+++ Data supplied +++

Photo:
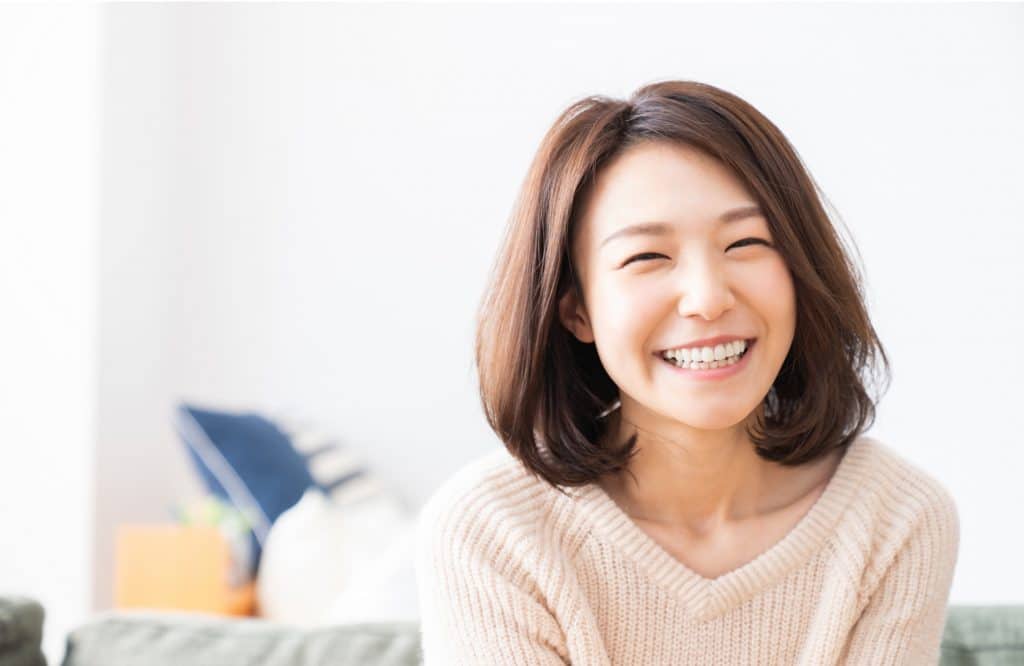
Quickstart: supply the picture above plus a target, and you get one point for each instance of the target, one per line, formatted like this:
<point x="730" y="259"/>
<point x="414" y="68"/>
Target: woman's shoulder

+++

Problem details ->
Write out the records above once more, word for word, with no pictures.

Solution for this exercise ->
Photo:
Quickstart: supply the picture above plus a target, and you get one point for each instance of the target, one per line, formatted like this:
<point x="730" y="259"/>
<point x="414" y="68"/>
Target: woman's shoulder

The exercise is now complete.